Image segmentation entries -

* * *

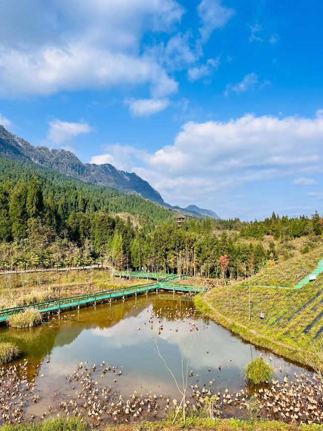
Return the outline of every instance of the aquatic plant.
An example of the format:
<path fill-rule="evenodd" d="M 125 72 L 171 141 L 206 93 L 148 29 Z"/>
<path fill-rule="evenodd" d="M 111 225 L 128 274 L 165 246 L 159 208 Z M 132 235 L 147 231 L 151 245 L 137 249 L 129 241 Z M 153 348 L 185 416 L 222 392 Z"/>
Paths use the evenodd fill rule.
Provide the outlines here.
<path fill-rule="evenodd" d="M 273 375 L 273 367 L 266 363 L 260 356 L 257 356 L 246 367 L 244 376 L 252 385 L 257 385 L 269 381 Z"/>
<path fill-rule="evenodd" d="M 260 402 L 255 395 L 250 397 L 247 405 L 249 415 L 251 420 L 256 420 L 260 415 Z"/>
<path fill-rule="evenodd" d="M 8 319 L 8 325 L 12 328 L 32 328 L 41 323 L 41 316 L 36 308 L 28 308 L 22 313 L 14 314 Z"/>
<path fill-rule="evenodd" d="M 8 364 L 17 358 L 20 351 L 14 343 L 0 343 L 0 364 Z"/>

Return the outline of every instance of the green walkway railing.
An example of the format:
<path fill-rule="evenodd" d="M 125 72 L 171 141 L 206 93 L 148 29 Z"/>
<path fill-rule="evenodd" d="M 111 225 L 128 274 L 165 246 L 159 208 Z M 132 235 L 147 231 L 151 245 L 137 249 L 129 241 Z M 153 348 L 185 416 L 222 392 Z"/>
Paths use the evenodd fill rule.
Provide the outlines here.
<path fill-rule="evenodd" d="M 158 274 L 160 275 L 160 274 Z M 186 275 L 178 275 L 176 274 L 167 274 L 167 277 L 157 281 L 146 283 L 144 284 L 137 284 L 134 286 L 127 286 L 125 288 L 119 288 L 116 289 L 110 289 L 100 292 L 93 294 L 87 294 L 78 296 L 68 297 L 67 298 L 53 299 L 44 302 L 38 302 L 28 305 L 20 307 L 14 307 L 0 310 L 0 322 L 7 320 L 14 314 L 21 313 L 28 308 L 36 308 L 40 313 L 50 313 L 53 311 L 61 311 L 71 307 L 80 307 L 88 304 L 95 306 L 97 302 L 103 302 L 107 300 L 111 303 L 113 299 L 123 298 L 129 295 L 146 293 L 156 290 L 168 290 L 175 292 L 200 292 L 199 288 L 194 285 L 182 284 L 181 283 L 172 283 L 176 279 L 186 278 Z"/>

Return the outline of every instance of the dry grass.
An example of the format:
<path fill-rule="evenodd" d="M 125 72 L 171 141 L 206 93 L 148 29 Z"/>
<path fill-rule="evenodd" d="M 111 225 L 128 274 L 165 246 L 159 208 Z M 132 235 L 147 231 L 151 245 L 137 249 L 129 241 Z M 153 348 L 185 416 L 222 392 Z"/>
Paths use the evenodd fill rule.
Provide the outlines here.
<path fill-rule="evenodd" d="M 8 364 L 17 358 L 20 351 L 14 343 L 0 343 L 0 364 Z"/>
<path fill-rule="evenodd" d="M 246 366 L 244 377 L 251 385 L 258 385 L 269 381 L 273 375 L 273 368 L 265 362 L 262 358 L 257 356 Z"/>
<path fill-rule="evenodd" d="M 32 328 L 41 323 L 40 313 L 35 308 L 28 308 L 23 313 L 17 313 L 8 319 L 8 325 L 12 328 Z"/>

* * *

Copy every line of the data, starting with the first line and going on through the line with "375 L 273 367", both included. Shift each coordinate in the answer outlines by -58, and leave out the pictures.

Return the outline of every instance of the aquatic plant.
An example of the format:
<path fill-rule="evenodd" d="M 125 72 L 171 141 L 206 93 L 148 29 Z"/>
<path fill-rule="evenodd" d="M 111 225 L 128 274 L 165 246 L 159 208 Z M 132 235 L 147 231 L 151 245 L 137 249 L 129 241 Z M 153 348 L 185 416 L 222 392 Z"/>
Paths use the evenodd fill rule.
Provide the outlines here.
<path fill-rule="evenodd" d="M 215 317 L 215 309 L 208 305 L 202 298 L 199 298 L 188 309 L 186 318 L 194 327 L 199 327 L 211 323 Z"/>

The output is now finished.